### [Set tasks]
1/ In the passage on the Magic Leap 2, which aircraft did the app recognize even though no picture of it was in the training set?
2/ Update the passage on the Magic Leap 2 from "Don’t get me" up to and including "that well anymore." by replacing "webcam" with "camera".

### [Passage given]
Apart from the refactoring of the image aquistion into a service, the app itself is largely unchanged. So how does it work in real life on the Magic Leap 2? Well, it recognizes the airplanes, more or less in the right place, just like HoloLens 2. It also recognizes the DC3 Dakota, even though I never added a picture of that to the training set - but I guess this is more a Unity Barracuda accomplishment than a Magic Leap 2 one. As performance goes on this one, I would say, about on par with HoloLens 2. This surprised me, as I expected it to be faster, having a more beefy processor, but it actually seems to be just that bit slower and have a lower recognition rate than HoloLens 2.

Don’t get me wrong - there’s definitely room for improvement here - in my code, that is. I will not even begin to pretend I understand this device as well as I do HoloLens 2. I notice the image I get is a bit grainier than HoloLens 2 delivers. Also, the FOV of the webcam seems to be bigger, which gives some more distortion at the edges - in the sense that the 3D object and the image don’t exactly overlap anymore, and therefore my rather crude approach to locating objects in 3D space based upon the location in a 2D image doesn’t work that well anymore.

### [Data rows]
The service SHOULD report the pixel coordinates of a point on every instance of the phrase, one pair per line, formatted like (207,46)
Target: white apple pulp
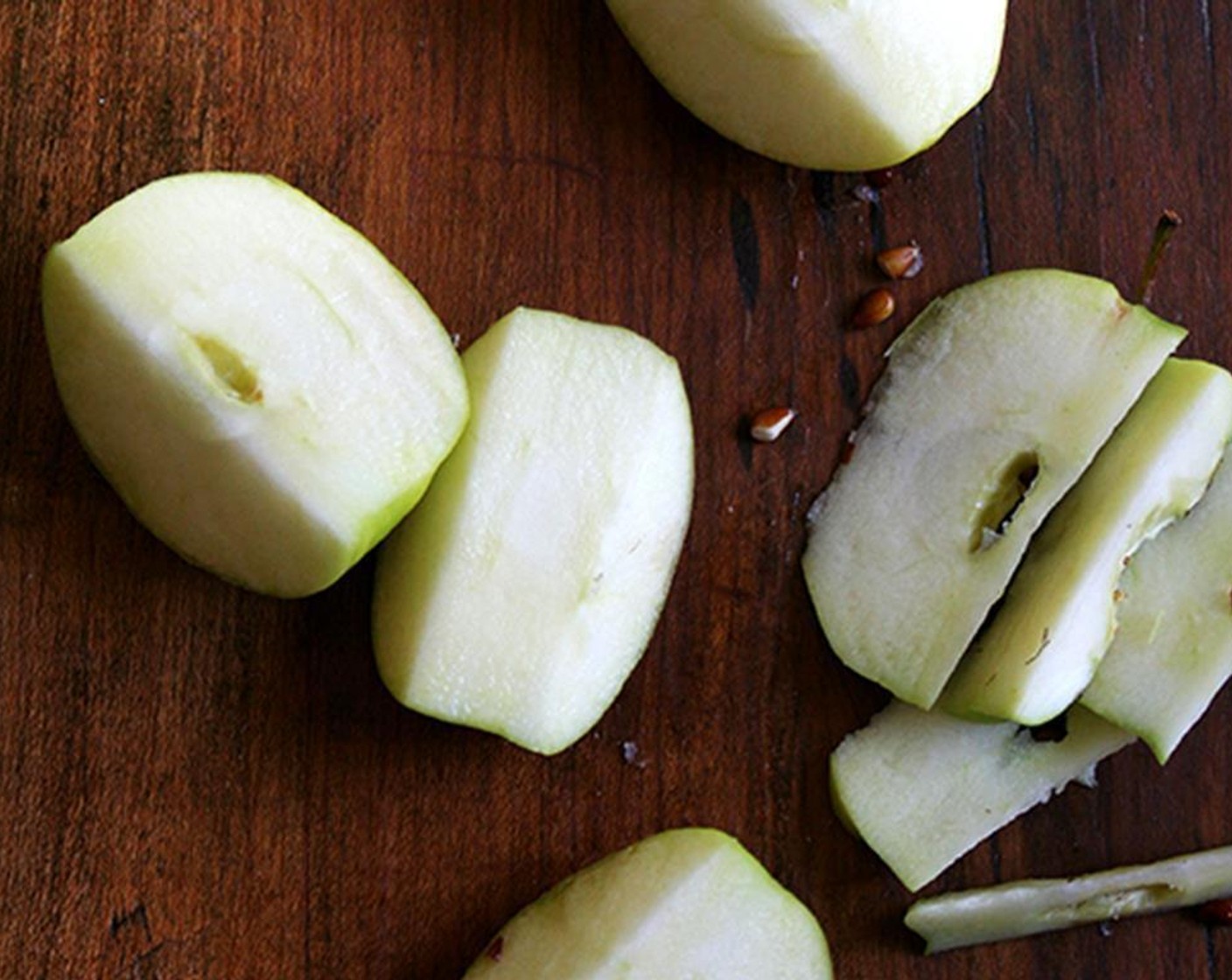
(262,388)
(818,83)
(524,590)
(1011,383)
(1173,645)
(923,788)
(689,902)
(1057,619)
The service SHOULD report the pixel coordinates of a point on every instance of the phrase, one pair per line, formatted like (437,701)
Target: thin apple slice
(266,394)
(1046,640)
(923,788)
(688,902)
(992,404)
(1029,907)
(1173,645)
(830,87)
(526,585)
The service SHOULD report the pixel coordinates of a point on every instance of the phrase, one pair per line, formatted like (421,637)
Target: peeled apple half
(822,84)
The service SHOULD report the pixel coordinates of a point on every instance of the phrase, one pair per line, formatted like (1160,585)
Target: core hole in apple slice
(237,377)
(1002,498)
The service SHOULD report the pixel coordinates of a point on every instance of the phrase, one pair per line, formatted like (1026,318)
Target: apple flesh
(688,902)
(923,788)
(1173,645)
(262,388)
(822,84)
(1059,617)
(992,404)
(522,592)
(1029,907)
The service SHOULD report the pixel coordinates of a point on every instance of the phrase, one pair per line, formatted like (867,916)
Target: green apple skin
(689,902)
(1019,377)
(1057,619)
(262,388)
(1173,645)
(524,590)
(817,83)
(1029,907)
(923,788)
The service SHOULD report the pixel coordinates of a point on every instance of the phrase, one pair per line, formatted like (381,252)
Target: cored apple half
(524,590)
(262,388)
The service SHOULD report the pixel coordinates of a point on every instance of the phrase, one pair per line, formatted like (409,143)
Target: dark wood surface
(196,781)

---

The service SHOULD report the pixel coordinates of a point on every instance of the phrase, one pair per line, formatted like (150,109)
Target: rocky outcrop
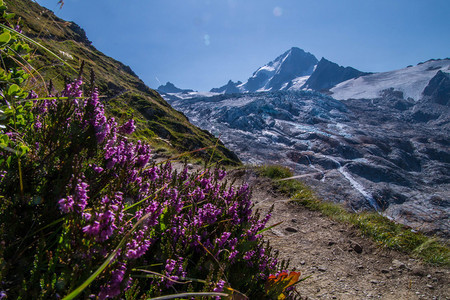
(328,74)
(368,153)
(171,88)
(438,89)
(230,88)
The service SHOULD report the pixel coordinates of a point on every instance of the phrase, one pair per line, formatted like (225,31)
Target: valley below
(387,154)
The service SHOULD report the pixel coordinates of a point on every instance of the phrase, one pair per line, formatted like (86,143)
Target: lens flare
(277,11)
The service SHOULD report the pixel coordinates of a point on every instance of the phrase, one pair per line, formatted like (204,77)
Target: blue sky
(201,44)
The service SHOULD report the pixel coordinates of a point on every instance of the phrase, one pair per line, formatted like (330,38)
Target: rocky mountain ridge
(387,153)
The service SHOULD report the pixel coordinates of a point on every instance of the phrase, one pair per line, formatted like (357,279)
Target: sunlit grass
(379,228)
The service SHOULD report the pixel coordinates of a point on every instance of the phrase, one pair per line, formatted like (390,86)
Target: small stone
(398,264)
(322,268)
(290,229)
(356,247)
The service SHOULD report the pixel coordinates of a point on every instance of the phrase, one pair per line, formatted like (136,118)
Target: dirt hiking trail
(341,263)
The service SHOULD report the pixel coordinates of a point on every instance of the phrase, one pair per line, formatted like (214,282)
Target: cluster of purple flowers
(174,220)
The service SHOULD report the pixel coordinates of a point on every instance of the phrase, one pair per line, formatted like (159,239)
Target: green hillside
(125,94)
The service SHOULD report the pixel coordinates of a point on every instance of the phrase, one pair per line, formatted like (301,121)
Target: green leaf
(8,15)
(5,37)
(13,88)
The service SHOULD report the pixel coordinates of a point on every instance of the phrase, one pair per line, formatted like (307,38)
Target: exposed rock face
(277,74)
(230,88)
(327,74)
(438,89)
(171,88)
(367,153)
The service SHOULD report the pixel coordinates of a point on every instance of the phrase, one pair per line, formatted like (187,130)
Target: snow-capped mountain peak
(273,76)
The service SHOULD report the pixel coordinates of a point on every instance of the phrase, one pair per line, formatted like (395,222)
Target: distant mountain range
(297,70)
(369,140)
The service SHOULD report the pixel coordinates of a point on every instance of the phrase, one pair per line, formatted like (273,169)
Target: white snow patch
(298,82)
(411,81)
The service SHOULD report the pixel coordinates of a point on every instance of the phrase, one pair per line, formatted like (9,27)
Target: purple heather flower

### [Solutions to each task]
1/ The DC3 Dakota.

2/
Don’t get me wrong - there’s definitely room for improvement here - in my code, that is. I will not even begin to pretend I understand this device as well as I do HoloLens 2. I notice the image I get is a bit grainier than HoloLens 2 delivers. Also, the FOV of the camera seems to be bigger, which gives some more distortion at the edges - in the sense that the 3D object and the image don’t exactly overlap anymore, and therefore my rather crude approach to locating objects in 3D space based upon the location in a 2D image doesn’t work that well anymore.